Exactly and only the lines from the one containing "Please spot the man in black" through the close of the entries below are to be set down.

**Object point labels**
-- Begin --

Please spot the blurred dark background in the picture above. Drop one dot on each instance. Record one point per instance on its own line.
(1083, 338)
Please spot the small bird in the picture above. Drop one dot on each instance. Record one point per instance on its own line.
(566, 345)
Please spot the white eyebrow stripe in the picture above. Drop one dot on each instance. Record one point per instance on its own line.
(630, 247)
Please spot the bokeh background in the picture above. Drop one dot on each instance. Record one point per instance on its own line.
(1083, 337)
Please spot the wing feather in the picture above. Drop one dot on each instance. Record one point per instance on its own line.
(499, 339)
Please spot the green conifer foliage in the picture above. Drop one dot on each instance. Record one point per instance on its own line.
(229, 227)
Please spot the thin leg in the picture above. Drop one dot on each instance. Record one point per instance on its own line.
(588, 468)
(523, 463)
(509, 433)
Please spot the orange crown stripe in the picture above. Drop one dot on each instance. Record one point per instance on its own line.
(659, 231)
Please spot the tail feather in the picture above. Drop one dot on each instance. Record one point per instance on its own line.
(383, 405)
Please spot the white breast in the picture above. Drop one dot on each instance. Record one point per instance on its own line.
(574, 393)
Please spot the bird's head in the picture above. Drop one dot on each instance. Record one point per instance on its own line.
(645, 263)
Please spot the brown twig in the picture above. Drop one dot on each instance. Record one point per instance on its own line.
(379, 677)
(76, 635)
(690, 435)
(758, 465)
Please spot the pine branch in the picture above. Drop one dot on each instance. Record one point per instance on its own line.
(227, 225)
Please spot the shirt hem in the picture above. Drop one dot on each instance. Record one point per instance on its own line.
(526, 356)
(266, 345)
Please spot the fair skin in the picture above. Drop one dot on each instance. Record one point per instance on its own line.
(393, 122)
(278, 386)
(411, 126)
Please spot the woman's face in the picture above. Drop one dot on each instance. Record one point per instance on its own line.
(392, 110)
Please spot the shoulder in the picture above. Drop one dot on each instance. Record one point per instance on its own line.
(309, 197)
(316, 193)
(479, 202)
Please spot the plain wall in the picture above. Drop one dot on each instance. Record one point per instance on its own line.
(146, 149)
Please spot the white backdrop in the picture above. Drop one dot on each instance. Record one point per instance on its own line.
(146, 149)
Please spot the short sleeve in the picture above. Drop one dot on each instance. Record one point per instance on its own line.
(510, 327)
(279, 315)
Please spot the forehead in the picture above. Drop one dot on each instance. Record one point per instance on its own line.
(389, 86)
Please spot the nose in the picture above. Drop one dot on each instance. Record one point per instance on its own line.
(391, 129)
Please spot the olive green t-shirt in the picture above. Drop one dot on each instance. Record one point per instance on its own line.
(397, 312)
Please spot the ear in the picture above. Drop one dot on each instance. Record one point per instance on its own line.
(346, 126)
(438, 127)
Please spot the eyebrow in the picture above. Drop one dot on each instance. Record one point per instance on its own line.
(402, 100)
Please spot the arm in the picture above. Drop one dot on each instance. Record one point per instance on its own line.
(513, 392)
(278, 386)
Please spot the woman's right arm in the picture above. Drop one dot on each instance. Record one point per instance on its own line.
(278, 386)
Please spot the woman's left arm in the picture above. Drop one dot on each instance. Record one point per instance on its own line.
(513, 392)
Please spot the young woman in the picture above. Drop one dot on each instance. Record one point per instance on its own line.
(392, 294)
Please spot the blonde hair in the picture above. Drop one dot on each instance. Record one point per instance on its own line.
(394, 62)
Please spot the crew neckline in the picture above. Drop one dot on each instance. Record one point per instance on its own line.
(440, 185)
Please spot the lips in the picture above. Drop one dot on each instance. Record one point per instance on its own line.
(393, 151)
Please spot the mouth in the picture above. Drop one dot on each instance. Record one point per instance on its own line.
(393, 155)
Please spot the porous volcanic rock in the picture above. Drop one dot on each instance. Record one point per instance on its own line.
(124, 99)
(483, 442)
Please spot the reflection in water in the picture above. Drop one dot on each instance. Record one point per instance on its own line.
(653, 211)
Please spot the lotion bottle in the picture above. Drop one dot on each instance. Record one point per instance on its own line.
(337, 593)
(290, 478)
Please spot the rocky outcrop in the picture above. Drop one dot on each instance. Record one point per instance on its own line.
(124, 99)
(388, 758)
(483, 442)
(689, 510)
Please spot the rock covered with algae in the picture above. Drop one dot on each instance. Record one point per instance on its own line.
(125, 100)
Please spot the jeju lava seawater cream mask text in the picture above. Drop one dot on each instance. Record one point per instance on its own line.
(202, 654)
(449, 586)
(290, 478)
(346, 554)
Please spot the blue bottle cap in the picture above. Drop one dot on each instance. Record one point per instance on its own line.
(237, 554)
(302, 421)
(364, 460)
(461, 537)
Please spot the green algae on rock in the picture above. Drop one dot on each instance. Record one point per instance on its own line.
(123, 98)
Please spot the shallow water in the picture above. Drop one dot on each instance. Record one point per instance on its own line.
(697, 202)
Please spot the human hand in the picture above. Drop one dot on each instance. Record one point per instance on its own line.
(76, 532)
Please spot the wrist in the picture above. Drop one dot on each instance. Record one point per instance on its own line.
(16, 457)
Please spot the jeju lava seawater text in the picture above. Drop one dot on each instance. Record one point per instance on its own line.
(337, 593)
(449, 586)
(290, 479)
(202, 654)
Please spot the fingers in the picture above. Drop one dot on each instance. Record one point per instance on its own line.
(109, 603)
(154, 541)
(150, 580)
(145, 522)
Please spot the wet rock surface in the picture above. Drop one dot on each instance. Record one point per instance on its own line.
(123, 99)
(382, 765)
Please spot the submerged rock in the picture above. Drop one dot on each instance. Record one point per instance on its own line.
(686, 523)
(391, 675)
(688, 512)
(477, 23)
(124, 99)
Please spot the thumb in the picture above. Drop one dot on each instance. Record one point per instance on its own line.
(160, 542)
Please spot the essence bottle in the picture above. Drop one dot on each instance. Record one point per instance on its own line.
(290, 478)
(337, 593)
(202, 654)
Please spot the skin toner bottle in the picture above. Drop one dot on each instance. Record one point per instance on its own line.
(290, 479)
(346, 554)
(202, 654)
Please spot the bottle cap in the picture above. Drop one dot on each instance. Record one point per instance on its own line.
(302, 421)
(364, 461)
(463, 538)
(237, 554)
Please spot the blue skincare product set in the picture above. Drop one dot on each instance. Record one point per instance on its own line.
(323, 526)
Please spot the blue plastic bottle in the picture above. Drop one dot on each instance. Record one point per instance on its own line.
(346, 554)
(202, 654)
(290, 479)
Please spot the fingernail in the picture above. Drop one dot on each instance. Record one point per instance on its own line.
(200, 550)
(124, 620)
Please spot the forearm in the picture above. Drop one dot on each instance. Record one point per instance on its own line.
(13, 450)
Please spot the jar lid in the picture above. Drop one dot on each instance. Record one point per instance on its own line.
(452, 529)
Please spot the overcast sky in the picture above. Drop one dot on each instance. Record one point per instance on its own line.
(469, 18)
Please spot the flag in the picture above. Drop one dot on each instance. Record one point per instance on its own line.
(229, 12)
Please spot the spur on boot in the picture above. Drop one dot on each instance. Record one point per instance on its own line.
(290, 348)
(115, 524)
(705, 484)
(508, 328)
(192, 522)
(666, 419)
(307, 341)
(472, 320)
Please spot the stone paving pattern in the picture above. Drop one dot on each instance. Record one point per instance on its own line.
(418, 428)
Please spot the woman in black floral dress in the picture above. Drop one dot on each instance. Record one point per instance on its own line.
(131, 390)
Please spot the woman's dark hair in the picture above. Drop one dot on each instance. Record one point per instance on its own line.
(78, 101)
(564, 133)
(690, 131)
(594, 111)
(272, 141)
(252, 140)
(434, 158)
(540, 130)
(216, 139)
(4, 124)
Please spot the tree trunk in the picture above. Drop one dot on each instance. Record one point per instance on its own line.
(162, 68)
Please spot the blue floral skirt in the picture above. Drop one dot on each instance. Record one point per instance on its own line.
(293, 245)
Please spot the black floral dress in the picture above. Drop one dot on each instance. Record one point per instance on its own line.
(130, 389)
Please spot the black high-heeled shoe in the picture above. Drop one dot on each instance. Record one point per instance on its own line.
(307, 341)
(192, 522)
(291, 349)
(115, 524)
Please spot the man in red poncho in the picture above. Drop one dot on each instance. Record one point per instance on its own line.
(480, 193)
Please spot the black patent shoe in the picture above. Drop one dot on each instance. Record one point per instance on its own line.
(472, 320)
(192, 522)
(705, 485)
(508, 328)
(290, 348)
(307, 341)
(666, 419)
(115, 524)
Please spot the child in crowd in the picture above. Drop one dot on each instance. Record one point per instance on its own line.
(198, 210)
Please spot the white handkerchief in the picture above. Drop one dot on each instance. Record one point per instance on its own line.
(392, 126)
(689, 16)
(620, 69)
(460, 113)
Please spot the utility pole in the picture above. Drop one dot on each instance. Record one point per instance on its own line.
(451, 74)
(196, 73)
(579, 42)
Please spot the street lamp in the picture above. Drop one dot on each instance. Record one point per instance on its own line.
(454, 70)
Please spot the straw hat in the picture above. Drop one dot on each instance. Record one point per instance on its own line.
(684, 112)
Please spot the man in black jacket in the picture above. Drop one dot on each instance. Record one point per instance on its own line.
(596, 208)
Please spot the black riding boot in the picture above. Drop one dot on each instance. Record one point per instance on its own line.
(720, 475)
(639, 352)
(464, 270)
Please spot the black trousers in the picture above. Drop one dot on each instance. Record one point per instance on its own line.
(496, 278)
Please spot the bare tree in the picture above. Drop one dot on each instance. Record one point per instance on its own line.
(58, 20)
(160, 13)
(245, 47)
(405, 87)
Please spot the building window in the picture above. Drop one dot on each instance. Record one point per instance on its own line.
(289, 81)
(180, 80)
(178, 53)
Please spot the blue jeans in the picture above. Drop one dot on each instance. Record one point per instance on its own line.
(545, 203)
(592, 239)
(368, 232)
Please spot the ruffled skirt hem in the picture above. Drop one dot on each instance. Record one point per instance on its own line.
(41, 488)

-- End --

**CORRECT ANSWER**
Please spot the man in black jacket in the picture above. Drop one dot on each instance. Record one point per instance on its own line.
(596, 208)
Please spot the black riding boot in the picture above. Drop one dot on each instance. Record one point per instance on its own line.
(720, 475)
(639, 352)
(464, 270)
Please spot the black trousers in the picture above. Drop one dot on each instance. Record one point per instance on its own line.
(496, 278)
Please spot the bare tree in the picture above. Drop one dot on each instance. Record one point per instance on its own line.
(58, 20)
(160, 13)
(245, 47)
(405, 87)
Please spot the building window in the picture above. Drop one dot on each instance. Record one point per instance on its own line.
(289, 81)
(180, 80)
(178, 53)
Please spot the blue jeans in the picture above. Drop one dot on each instance. Record one point per instance on its own line.
(545, 203)
(592, 239)
(368, 232)
Please spot the ruffled skirt hem in the picture above. Drop one dot on each instance. Record one point per instance on its own line.
(41, 488)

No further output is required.